**Task requirements:** Reproduce the stretch from the line containing "of the sunlit" through the end of the records, swapping "instance" for "occurrence" and changing nothing else. Output only those lines.

Start of Records supplied

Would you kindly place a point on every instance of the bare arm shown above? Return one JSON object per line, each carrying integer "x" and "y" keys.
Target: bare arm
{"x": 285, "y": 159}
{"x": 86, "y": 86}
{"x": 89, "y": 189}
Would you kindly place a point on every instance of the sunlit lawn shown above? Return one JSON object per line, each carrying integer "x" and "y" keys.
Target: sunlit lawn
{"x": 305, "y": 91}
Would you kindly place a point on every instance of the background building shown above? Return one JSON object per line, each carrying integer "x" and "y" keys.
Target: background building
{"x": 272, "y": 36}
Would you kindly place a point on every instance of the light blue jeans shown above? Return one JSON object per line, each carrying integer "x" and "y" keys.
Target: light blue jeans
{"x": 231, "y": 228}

End of Records supplied

**Expected answer:**
Would you kindly place a point on every occurrence of the sunlit lawn shown above? Return one JSON object per line, each carrying integer "x" and "y" keys.
Target: sunlit lawn
{"x": 305, "y": 91}
Would you kindly place a point on every occurrence of the background building shown above? Return one JSON object per line, each carrying integer "x" and "y" keys.
Target: background building
{"x": 272, "y": 36}
Would you kindly place a point on every occurrence of the light blue jeans shown above? Return one JSON object per line, each carrying integer "x" and "y" keys.
Target: light blue jeans
{"x": 231, "y": 228}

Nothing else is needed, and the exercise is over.